• [Dataset records]:
* START *
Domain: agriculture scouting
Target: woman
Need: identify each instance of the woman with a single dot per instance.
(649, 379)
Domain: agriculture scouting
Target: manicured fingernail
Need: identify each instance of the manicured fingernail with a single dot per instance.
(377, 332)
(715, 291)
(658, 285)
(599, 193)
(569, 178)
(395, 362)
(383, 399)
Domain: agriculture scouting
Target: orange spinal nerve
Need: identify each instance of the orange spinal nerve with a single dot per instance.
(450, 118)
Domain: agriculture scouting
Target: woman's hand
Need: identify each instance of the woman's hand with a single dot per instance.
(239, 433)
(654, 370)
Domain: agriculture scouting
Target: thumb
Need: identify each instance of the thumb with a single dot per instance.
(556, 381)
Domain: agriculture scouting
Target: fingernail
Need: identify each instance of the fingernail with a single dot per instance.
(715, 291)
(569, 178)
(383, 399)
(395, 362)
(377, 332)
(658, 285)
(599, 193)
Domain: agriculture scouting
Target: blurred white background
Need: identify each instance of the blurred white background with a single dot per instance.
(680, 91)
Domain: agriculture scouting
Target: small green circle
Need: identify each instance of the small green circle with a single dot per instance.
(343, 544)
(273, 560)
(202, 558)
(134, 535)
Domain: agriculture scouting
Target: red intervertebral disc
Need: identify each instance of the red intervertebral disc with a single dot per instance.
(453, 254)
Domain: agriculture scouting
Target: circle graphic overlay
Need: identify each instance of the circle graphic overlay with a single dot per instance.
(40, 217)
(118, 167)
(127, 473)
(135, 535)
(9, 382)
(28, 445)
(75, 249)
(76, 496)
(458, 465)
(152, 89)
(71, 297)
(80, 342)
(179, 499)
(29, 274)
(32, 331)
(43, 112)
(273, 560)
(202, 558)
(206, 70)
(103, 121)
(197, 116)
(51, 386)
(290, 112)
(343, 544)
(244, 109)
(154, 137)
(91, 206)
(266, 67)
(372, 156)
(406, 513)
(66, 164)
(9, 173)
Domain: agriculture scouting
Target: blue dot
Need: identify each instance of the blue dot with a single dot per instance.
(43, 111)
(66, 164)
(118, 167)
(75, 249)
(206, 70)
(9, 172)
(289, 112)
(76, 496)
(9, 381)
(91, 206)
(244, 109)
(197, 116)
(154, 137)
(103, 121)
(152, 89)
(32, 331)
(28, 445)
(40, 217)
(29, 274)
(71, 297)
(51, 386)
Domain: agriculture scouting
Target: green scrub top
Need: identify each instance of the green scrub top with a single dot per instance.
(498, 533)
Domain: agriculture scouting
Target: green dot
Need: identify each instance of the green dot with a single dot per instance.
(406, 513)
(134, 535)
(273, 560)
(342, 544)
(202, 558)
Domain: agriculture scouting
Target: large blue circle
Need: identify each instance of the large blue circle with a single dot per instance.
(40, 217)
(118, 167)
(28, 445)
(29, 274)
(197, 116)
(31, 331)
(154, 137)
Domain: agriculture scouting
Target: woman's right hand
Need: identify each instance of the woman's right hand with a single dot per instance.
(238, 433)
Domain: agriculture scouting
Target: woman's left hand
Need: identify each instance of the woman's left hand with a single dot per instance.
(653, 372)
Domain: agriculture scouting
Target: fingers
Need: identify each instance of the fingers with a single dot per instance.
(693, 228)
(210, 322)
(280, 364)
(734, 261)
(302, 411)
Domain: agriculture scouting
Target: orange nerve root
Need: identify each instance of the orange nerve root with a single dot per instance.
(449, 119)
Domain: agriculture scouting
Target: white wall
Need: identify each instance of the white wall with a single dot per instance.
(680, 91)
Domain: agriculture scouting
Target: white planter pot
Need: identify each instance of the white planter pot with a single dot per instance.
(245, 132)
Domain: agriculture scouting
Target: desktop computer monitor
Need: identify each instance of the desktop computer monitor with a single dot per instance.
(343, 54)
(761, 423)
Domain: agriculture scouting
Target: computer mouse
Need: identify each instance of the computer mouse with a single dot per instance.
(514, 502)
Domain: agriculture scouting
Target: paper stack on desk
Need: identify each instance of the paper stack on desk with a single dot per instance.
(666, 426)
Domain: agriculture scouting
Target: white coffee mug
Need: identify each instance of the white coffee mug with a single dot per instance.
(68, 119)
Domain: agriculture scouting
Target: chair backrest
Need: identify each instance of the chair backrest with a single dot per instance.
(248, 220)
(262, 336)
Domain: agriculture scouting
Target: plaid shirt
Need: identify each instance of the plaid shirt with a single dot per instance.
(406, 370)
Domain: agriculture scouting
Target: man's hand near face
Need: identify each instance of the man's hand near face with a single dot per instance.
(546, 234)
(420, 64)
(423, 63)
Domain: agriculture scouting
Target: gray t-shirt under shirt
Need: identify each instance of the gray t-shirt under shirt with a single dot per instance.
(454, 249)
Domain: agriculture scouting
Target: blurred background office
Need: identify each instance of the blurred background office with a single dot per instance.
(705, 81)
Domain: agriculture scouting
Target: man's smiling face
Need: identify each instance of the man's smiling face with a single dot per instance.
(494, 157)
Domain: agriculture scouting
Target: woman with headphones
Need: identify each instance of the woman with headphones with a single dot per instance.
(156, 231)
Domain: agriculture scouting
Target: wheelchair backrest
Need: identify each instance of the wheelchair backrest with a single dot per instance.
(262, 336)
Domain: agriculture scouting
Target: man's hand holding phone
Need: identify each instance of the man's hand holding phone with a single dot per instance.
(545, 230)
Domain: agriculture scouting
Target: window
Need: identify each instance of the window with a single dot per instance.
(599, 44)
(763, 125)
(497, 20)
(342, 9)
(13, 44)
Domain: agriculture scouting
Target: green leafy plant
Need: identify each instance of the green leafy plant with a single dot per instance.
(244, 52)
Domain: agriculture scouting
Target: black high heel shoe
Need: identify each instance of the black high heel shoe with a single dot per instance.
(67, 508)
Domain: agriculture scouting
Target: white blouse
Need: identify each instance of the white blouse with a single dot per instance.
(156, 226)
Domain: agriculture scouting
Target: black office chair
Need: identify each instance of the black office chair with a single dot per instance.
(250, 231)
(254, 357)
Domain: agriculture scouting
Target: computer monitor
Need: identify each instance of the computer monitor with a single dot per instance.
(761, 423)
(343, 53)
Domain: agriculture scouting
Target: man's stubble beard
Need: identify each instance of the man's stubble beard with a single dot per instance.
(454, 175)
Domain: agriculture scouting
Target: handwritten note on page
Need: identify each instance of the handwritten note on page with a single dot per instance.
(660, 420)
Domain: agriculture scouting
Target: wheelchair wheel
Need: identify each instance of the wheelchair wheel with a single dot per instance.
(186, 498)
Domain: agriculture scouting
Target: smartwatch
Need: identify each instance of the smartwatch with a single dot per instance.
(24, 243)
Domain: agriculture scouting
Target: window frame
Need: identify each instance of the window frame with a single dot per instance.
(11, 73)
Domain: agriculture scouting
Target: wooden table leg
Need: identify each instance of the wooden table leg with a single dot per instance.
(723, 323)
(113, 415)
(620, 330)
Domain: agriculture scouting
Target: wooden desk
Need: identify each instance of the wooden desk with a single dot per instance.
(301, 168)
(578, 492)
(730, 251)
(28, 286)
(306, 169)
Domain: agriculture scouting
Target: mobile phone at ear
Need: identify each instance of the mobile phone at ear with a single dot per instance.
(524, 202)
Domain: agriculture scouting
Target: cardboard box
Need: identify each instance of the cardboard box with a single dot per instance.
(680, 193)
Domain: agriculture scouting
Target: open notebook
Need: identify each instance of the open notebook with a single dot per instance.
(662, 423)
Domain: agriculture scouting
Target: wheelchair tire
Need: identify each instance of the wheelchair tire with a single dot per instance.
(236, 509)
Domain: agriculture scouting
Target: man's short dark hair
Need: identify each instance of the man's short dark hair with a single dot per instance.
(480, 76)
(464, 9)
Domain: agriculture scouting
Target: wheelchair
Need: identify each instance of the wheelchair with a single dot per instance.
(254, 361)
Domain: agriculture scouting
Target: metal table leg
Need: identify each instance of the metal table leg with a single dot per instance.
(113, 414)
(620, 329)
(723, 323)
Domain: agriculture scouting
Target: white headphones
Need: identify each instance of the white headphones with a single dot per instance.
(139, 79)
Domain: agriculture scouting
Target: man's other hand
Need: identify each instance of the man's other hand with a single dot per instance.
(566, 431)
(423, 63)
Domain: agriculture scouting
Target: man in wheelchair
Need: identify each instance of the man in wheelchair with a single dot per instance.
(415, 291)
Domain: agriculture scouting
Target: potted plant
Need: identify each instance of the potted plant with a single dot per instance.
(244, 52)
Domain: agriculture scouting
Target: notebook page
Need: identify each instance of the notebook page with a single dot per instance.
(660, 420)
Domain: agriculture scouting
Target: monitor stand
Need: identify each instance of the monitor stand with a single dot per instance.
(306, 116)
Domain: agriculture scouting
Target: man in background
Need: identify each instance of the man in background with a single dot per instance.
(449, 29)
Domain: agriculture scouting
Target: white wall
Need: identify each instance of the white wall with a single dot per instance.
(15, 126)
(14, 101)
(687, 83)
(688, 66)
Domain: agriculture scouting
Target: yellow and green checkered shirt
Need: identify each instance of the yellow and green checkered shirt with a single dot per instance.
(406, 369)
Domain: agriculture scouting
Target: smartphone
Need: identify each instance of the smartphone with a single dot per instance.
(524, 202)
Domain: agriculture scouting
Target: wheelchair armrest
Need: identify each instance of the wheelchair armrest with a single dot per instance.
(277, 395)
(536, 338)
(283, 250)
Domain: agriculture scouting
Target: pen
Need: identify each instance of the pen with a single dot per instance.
* END *
• [What you are asked to do]: Report every line of the rows above that contains the string "metal", noting that case counts.

• [Correct output]:
Target: metal table leg
Need: identify each instance of the metal table leg with a single dot per instance.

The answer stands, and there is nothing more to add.